▸ Activity: Give back, character for character, the line that includes "Expected: for every instance of the truck cab headlamp" and all lines beneath it in the data.

####

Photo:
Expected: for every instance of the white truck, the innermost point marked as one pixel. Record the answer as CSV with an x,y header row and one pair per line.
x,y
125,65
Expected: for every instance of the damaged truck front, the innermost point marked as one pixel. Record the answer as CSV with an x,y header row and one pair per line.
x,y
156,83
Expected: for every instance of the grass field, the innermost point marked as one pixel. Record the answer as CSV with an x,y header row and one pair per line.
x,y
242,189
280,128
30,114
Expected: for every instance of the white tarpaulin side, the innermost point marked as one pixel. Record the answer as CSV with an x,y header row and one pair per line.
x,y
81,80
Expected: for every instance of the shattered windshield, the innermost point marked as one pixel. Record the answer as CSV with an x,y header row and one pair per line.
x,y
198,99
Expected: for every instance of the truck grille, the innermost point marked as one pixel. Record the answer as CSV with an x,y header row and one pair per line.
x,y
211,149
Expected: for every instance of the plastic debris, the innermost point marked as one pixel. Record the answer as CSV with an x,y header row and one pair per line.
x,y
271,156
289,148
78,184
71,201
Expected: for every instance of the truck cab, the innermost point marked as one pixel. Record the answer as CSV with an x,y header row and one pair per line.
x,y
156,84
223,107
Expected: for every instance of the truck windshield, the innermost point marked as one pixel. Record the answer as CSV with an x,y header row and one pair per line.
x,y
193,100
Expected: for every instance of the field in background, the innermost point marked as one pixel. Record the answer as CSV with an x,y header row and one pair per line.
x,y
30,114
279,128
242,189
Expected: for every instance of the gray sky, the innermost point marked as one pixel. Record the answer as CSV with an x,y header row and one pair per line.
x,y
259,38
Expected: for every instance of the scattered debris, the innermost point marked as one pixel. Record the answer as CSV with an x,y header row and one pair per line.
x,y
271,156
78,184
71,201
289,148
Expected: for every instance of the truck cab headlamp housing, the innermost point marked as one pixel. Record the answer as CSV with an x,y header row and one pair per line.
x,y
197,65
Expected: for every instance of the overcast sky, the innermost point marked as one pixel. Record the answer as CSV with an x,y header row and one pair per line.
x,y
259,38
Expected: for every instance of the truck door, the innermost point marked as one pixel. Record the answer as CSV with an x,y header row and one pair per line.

####

▸ Solution for this problem:
Expected: for every instance of the truck cab headlamp housing, the innermost point marked as one pixel. Record the answer as CSV with an x,y header row and one pair per line.
x,y
197,65
Expected: for every instance of the overcast sky, the innermost point marked as one pixel. Record the answer as CSV with an x,y header row and one pair per line.
x,y
259,38
Expected: for every instance of the truck door, the innermost point marked as one pixel. Record the answer as CSV with an x,y header row and one pair per line.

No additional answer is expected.